Text extract:
┄┄┄┄┄┄┄┄┄┄┄┄┄┄┄┄┄┄┄┄
Fix canonical ordering by using the ordering at the declaration site (#859)

This tries to fix issue #849 by NOT canonicalizing AFTER unification.

Instead, we canonicalize FIRST on the function type and then MAINTAIN
the order at the callsite.

This requires us to NOT go into type `Effect`, which is a set and thus
removes duplicates and destroys the ordering...

Sadly, it is very difficult to write a test for this :(

Author: b-studios

effekt/shared/src/main/scala/effekt/Namer.scala

@@ -699,7 +699,7 @@ object Namer extends Phase[Parsed, NameResolved] {
       }
 
       val effs = resolve(effects).distinct
-      effs.canonical.foreach { eff =>
+      CanonicalOrdering(effs.toList) foreach { eff =>
         val cap = CaptureParam(eff.name)
         cps = cps :+ cap
       }

effekt/shared/src/main/scala/effekt/Typer.scala

@@ -374,23 +374,23 @@ object Typer extends Phase[NameResolved, Typechecked] {
           val declaredOperation = interface.operations.find(o => o.name.name == op.name).getOrElse {
             Context.abort(pretty"Operation ${op.name} not defined in ${interface.name}.")
           }
-          val declaredType = Context.lookupFunctionType(d.definition)
+          val declared = Context.lookupFunctionType(d.definition)
 
           def assertArity(kind: String, got: Int, expected: Int): Unit =
             if (got != expected)
               Context.abort(pretty"Number of ${kind} (${got}) does not match declaration of '${op.name}', which expects ${expected}.")
 
           // if we have zero given type parameters, we synthesize them -- no need to check then
-          if (tparams.size != 0) assertArity("type parameters", tparams.size, declaredType.tparams.size - targs.size)
-          assertArity("value parameters", vparams.size, declaredType.vparams.size)
+          if (tparams.nonEmpty) assertArity("type parameters", tparams.size, declared.tparams.size - targs.size)
+          assertArity("value parameters", vparams.size, declared.vparams.size)
 
           //     effect E[A, B, ...] { def op[C, D, ...]() = ... }  !--> op[A, B, ..., C, D, ...]
           // The parameters C, D, ... are existentials
-          val existentialParams: List[TypeVar] = if (tparams.size == declaredType.tparams.size - targs.size) {
+          val existentialParams: List[TypeVar] = if (tparams.size == declared.tparams.size - targs.size) {
             tparams.map { tparam => tparam.symbol.asTypeParam }
           } else {
             // using the invariant that the universals are prepended to type parameters of the operation
-            declaredType.tparams.drop(targs.size).map { tp =>
+            declared.tparams.drop(targs.size).map { tp =>
               // recreate "fresh" type variables
               val name = tp.name
               TypeVar.TypeParam(name)
@@ -400,23 +400,24 @@ object Typer extends Phase[NameResolved, Typechecked] {
 
           Context.annotate(Annotations.TypeParameters, d, existentialParams)
┄┄┄┄┄┄┄┄┄┄┄┄┄┄┄┄┄┄┄┄
Stored rows:

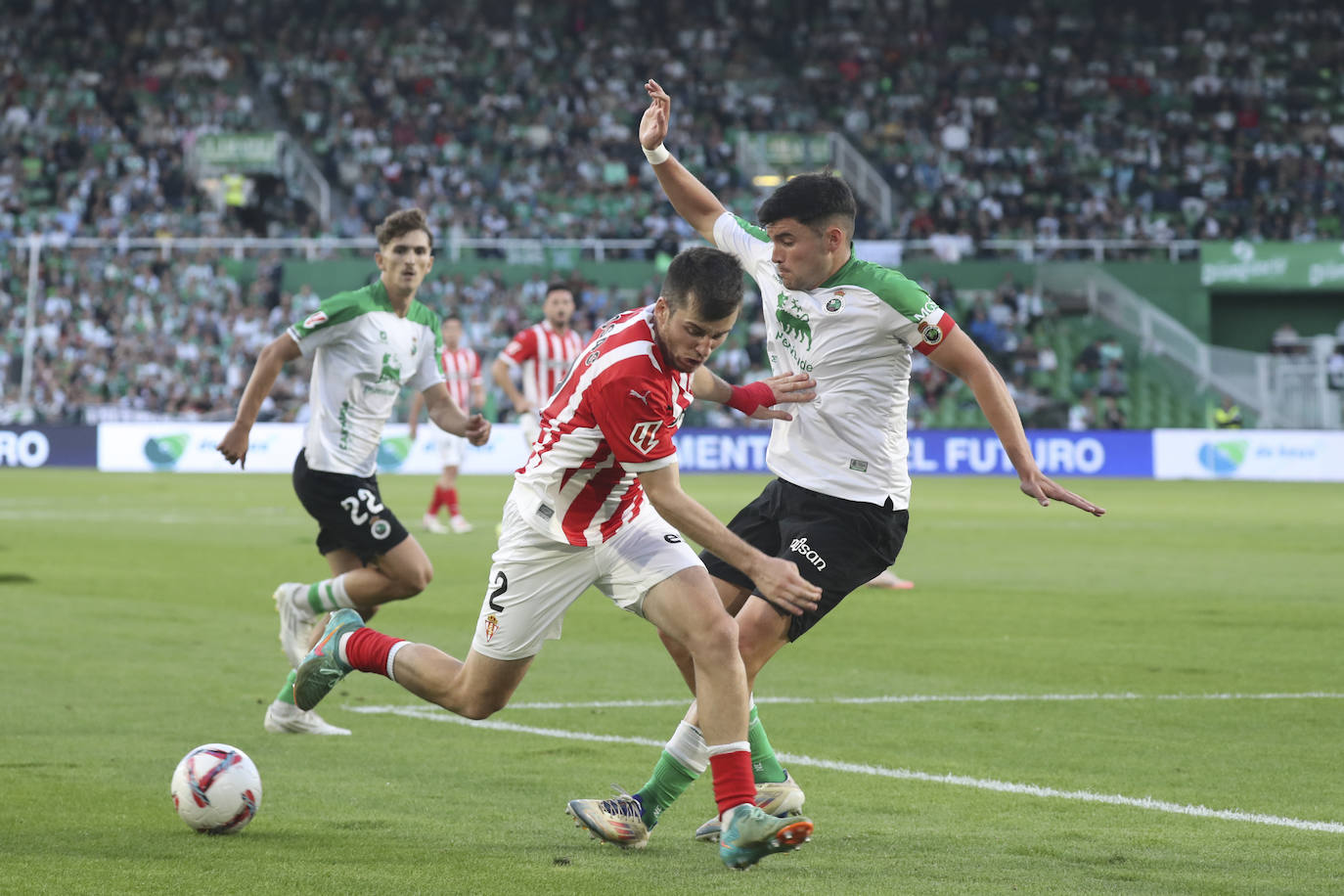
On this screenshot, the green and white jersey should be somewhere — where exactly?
[714,207,956,509]
[288,280,443,475]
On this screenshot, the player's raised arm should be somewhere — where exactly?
[422,382,491,446]
[640,78,726,245]
[928,327,1106,515]
[215,334,302,469]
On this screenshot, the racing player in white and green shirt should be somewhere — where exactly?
[571,80,1104,846]
[218,208,491,735]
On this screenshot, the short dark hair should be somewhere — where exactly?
[374,208,434,252]
[757,172,859,231]
[662,246,743,321]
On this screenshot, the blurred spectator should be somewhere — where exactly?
[1100,395,1128,429]
[1097,361,1129,398]
[1325,342,1344,391]
[1269,321,1301,355]
[1068,391,1097,432]
[1214,395,1242,429]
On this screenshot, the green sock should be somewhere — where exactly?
[635,749,703,828]
[276,669,298,705]
[747,704,789,784]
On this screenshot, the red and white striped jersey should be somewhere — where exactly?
[514,305,694,547]
[438,345,481,413]
[500,321,583,407]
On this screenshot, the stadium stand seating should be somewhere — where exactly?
[0,0,1344,426]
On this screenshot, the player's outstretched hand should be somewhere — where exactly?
[465,414,491,447]
[640,78,672,149]
[751,558,822,616]
[1021,470,1106,515]
[751,372,817,421]
[215,424,251,470]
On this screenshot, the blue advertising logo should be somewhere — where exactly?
[1199,439,1250,475]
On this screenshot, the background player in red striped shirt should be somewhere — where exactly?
[410,312,485,535]
[491,284,583,449]
[294,247,820,868]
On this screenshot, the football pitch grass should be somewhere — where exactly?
[0,470,1344,896]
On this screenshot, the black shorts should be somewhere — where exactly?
[294,451,410,562]
[700,479,910,641]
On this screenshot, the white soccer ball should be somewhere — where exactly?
[170,744,261,834]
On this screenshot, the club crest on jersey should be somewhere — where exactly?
[630,421,662,454]
[774,292,812,352]
[918,321,942,345]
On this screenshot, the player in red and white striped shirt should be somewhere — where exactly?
[410,312,485,535]
[294,247,820,868]
[491,284,583,447]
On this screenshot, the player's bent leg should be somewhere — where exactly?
[719,803,812,871]
[644,567,747,744]
[294,608,364,710]
[658,576,751,694]
[394,644,533,719]
[365,536,434,605]
[336,535,434,612]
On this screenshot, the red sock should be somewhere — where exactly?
[709,752,755,816]
[345,627,405,677]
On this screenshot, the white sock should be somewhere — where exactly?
[664,720,709,775]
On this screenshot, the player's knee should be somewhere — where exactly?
[399,562,434,598]
[449,695,506,721]
[686,614,738,662]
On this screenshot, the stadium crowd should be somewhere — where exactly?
[0,0,1344,425]
[0,235,1097,426]
[0,0,1344,241]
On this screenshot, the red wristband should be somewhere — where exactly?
[729,381,774,417]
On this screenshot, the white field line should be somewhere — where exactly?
[491,691,1344,709]
[344,694,1344,834]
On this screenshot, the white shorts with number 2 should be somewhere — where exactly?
[471,486,703,659]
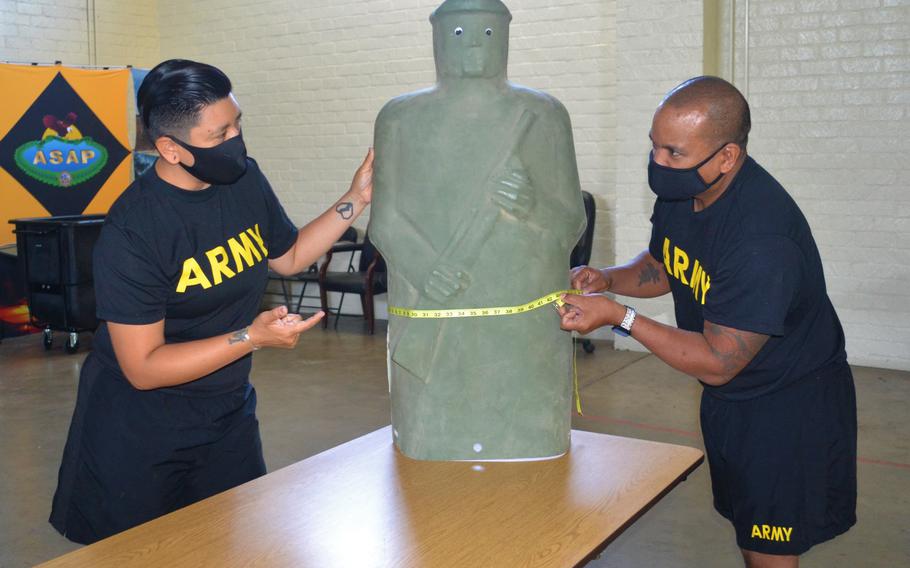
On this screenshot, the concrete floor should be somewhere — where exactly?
[0,319,910,568]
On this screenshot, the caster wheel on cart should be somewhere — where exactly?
[66,332,79,353]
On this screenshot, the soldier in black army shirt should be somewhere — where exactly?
[561,77,856,568]
[50,60,372,543]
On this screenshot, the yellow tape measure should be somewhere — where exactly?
[389,290,584,416]
[389,290,584,319]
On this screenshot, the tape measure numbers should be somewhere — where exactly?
[389,290,584,416]
[389,290,584,319]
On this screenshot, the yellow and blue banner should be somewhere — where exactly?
[0,64,132,245]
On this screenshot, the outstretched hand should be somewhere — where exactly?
[557,294,626,334]
[249,306,325,349]
[348,148,373,205]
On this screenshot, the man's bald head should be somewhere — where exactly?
[660,75,752,150]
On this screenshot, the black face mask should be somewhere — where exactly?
[168,133,246,185]
[648,142,729,201]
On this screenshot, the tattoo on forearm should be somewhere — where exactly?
[335,201,354,220]
[638,263,660,288]
[704,321,768,373]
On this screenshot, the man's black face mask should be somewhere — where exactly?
[168,133,246,185]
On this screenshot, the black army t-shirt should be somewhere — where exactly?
[93,160,297,394]
[649,157,846,400]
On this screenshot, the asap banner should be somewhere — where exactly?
[0,64,132,245]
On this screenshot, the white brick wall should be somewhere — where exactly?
[0,0,89,65]
[0,0,910,369]
[725,0,910,369]
[0,0,159,67]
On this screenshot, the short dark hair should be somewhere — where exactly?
[137,59,231,144]
[661,75,752,150]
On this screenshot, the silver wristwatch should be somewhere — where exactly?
[228,326,259,351]
[613,306,636,337]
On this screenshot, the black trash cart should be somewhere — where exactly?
[10,215,104,353]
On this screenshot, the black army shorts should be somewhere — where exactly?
[701,363,856,555]
[50,355,265,544]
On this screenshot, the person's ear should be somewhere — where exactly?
[720,142,743,173]
[155,136,181,166]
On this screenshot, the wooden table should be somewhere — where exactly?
[43,427,703,568]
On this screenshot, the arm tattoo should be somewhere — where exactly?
[704,320,768,375]
[335,201,354,220]
[638,262,660,288]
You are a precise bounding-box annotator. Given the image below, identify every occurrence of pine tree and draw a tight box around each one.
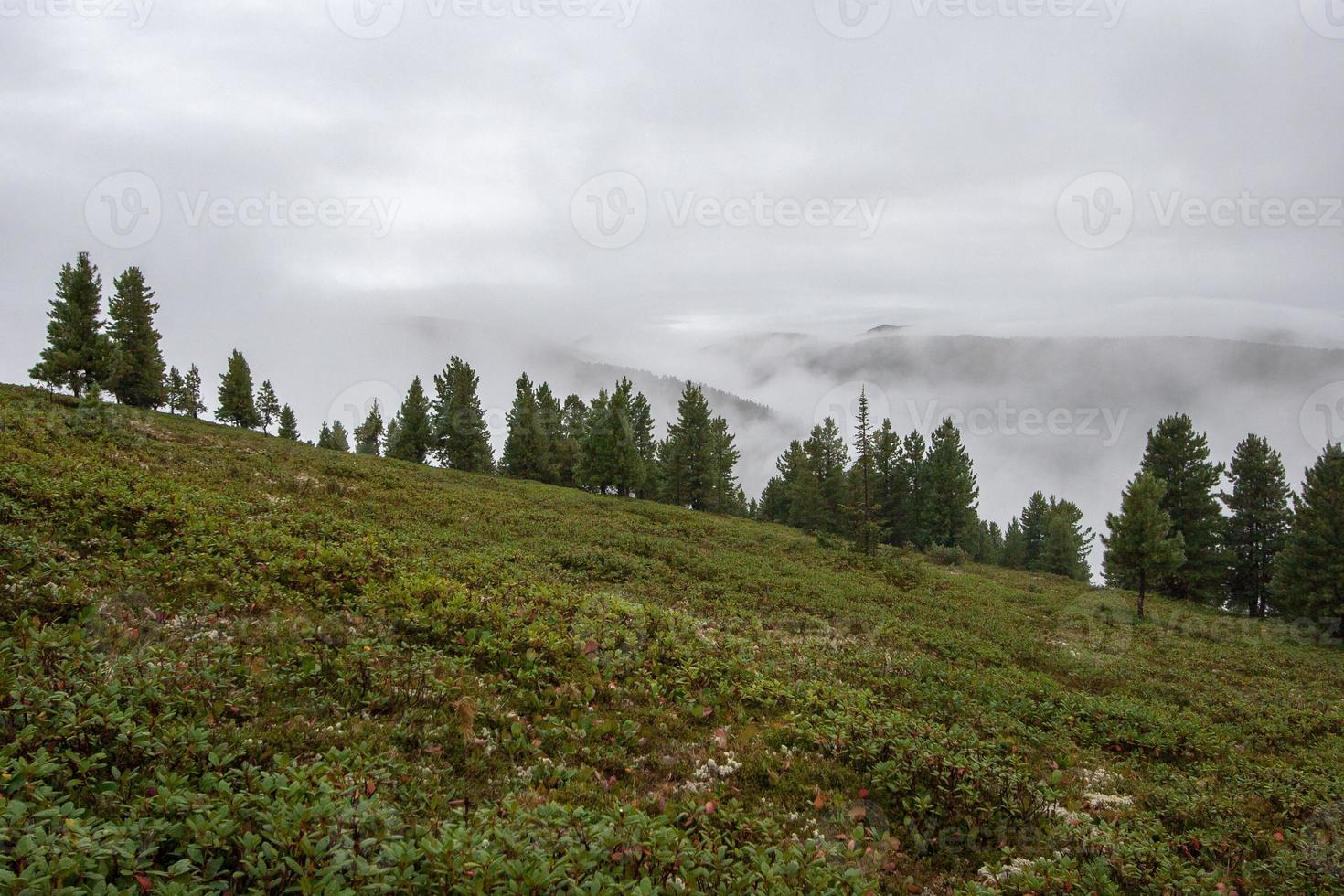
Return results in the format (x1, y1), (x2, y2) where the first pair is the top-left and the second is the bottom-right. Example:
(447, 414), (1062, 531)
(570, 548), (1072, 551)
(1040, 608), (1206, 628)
(277, 404), (298, 442)
(551, 395), (587, 486)
(108, 267), (168, 409)
(387, 376), (434, 464)
(1140, 414), (1230, 602)
(432, 355), (495, 473)
(355, 398), (383, 457)
(28, 252), (109, 398)
(798, 416), (849, 533)
(181, 364), (208, 419)
(1029, 492), (1095, 581)
(1223, 435), (1293, 616)
(658, 383), (719, 510)
(1018, 492), (1050, 571)
(851, 389), (879, 556)
(917, 418), (980, 548)
(998, 517), (1027, 570)
(500, 373), (549, 482)
(164, 367), (187, 414)
(215, 348), (261, 430)
(257, 380), (280, 432)
(1273, 443), (1344, 628)
(1101, 473), (1186, 616)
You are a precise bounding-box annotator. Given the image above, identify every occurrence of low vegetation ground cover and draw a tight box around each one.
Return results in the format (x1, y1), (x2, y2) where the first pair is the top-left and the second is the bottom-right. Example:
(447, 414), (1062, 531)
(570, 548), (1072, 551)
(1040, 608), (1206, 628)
(0, 387), (1344, 893)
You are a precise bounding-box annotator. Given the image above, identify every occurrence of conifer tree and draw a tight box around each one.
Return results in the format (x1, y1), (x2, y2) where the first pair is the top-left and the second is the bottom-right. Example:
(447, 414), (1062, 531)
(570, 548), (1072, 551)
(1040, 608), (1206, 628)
(1101, 473), (1186, 616)
(1273, 442), (1344, 628)
(277, 404), (298, 442)
(658, 383), (720, 510)
(28, 252), (109, 398)
(500, 373), (549, 482)
(181, 364), (207, 419)
(1029, 493), (1095, 581)
(387, 376), (434, 464)
(432, 355), (495, 473)
(795, 416), (849, 532)
(1223, 435), (1293, 616)
(1140, 414), (1230, 602)
(551, 395), (587, 486)
(851, 389), (879, 556)
(355, 398), (383, 457)
(164, 367), (187, 414)
(998, 517), (1027, 570)
(257, 380), (280, 432)
(108, 267), (168, 409)
(215, 348), (261, 430)
(917, 418), (980, 548)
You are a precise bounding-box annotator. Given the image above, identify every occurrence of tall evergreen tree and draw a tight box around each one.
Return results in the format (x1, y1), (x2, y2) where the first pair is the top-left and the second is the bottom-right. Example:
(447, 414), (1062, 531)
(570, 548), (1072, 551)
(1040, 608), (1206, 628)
(500, 373), (549, 482)
(164, 367), (187, 414)
(1033, 498), (1095, 581)
(851, 389), (880, 556)
(215, 348), (261, 430)
(355, 398), (383, 457)
(660, 383), (720, 510)
(919, 418), (980, 547)
(1223, 435), (1293, 616)
(257, 380), (280, 432)
(387, 376), (434, 464)
(181, 364), (208, 419)
(795, 416), (849, 533)
(108, 267), (168, 409)
(28, 252), (109, 398)
(1101, 473), (1186, 616)
(1273, 442), (1344, 628)
(1140, 414), (1230, 602)
(277, 404), (298, 442)
(432, 355), (495, 473)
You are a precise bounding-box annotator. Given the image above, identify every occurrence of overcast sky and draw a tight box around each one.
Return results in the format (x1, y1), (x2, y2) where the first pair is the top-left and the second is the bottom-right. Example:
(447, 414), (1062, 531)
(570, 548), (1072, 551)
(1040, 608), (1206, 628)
(0, 0), (1344, 445)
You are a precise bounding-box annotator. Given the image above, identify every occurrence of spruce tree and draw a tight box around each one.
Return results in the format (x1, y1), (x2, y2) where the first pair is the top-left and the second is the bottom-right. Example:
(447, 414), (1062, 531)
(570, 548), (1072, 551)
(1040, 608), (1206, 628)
(500, 373), (549, 482)
(28, 252), (109, 398)
(1140, 414), (1230, 602)
(1029, 492), (1095, 581)
(851, 389), (879, 556)
(1273, 442), (1344, 621)
(108, 267), (168, 410)
(164, 367), (187, 414)
(919, 418), (980, 548)
(181, 364), (207, 419)
(355, 398), (383, 457)
(277, 404), (298, 442)
(660, 383), (720, 510)
(1223, 435), (1293, 616)
(387, 376), (434, 464)
(215, 348), (261, 430)
(432, 355), (495, 473)
(257, 380), (280, 432)
(1101, 473), (1186, 616)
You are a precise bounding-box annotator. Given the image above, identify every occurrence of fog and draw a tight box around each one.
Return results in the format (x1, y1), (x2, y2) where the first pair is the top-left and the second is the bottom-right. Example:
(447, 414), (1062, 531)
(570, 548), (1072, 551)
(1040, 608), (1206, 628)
(0, 0), (1344, 577)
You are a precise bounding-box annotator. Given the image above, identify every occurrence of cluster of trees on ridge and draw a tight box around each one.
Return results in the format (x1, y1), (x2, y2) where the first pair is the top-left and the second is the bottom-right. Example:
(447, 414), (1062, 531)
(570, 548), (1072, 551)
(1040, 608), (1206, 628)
(29, 252), (1344, 631)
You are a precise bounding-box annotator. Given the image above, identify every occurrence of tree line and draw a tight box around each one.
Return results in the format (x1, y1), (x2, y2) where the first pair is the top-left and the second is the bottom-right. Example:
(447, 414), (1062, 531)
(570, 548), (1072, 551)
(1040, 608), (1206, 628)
(29, 252), (1344, 631)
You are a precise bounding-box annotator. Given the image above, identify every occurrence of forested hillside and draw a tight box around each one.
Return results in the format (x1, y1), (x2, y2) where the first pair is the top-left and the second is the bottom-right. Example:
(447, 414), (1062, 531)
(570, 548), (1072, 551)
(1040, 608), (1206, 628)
(0, 387), (1344, 893)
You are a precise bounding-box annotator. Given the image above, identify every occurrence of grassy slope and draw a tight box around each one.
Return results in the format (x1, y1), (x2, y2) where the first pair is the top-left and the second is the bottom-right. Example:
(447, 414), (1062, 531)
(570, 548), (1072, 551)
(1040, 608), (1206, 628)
(0, 387), (1344, 892)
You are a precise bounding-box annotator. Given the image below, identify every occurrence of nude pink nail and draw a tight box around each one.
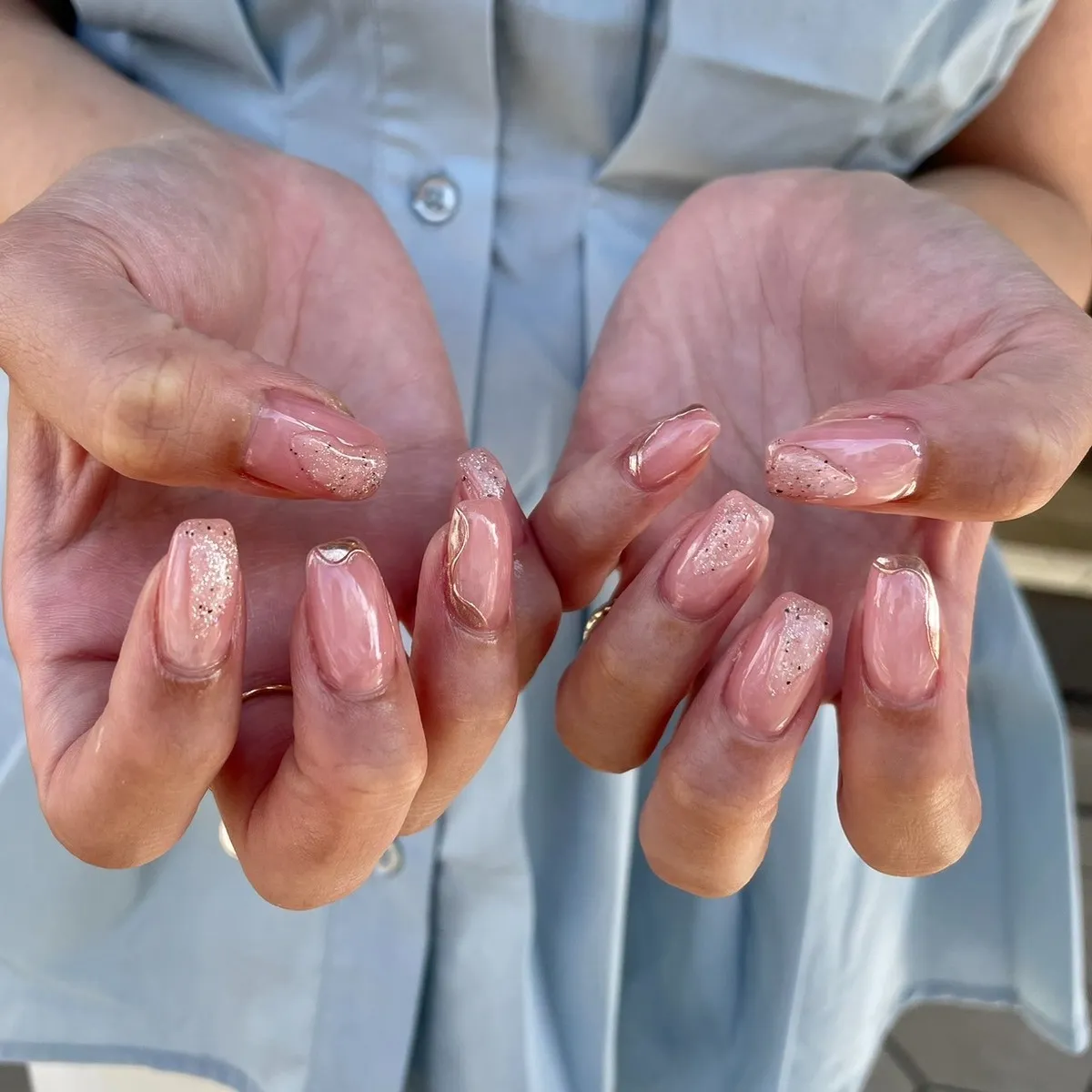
┄┄┄┄┄┄┄┄┄┄┄┄┄┄┄┄┄┄┄┄
Objectives:
a. Copy the canonical-ordering commit text word for word, between "effekt/shared/src/main/scala/effekt/Typer.scala" and "(got != expected)", inclusive.
b. In the canonical-ordering commit text, why must the fix avoid going into the type `Effect`? Answer in one to three sentences.
c. Continue the canonical-ordering commit diff from the point where it stops.

Answers for the tasks:
a.
effekt/shared/src/main/scala/effekt/Typer.scala

@@ -374,23 +374,23 @@ object Typer extends Phase[NameResolved, Typechecked] {
           val declaredOperation = interface.operations.find(o => o.name.name == op.name).getOrElse {
             Context.abort(pretty"Operation ${op.name} not defined in ${interface.name}.")
           }
-          val declaredType = Context.lookupFunctionType(d.definition)
+          val declared = Context.lookupFunctionType(d.definition)
 
           def assertArity(kind: String, got: Int, expected: Int): Unit =
             if (got != expected)

b. `Effect` is a set, so it removes duplicates and destroys the ordering. The fix needs to keep the order from the function type at the callsite.

c.
 
-          val canonicalEffects = declaredType.effects.canonical
+          // canonical ordering on annotated effects
+          val canonical = CanonicalOrdering(declared.effects.toList)
 
           // distinguish between handler operation or object operation (which does not capture a cont.)
           val Result(_, effs) = continuationDetails match {
             // normal object: no continuation there
             case None =>
               // block parameters are to be bound by the definition itself instead of by resume when using handlers
-              assertArity("block parameters", bparams.size, declaredType.bparams.size)
+              assertArity("block parameters", bparams.size, declared.bparams.size)
 
               val cparamsForBlocks = bparams.map { p => p.symbol.capture }
               // will be introduced as capabilities in a later phase
-              val cparamsForEffects = canonicalEffects.map { tpe => CaptureParam(tpe.name) }
+              val cparamsForEffects = canonical.map { tpe => CaptureParam(tpe.name) }
               val cparams = cparamsForBlocks ++ cparamsForEffects
 
               // substitute actual type parameter and capture parameters for declared ones
-              val FunctionType(Nil, Nil, vps, bps, tpe, effs) =
-                Context.instantiate(declaredType, targs ++ existentials, cparams.map(cap => CaptureSet(cap))) : @unchecked
+              val (vps, bps, tpe, effs) =
+                Context.instantiate(declared, targs ++ existentials, cparams.map(cap => CaptureSet(cap))) : @unchecked
 
               (vparams zip vps).foreach {
                 case (param, declaredType) =>
@@ -435,29 +436,29 @@ object Typer extends Phase[NameResolved, Typechecked] {
               }
 
               // these capabilities are later introduced as parameters in capability passing
-              val capabilities = (effs.canonical zip cparamsForEffects).map {
+              val capabilities = (CanonicalOrdering(effs) zip cparamsForEffects).map {
                 case (tpe, capt) => Context.freshCapabilityFor(tpe, CaptureSet(capt))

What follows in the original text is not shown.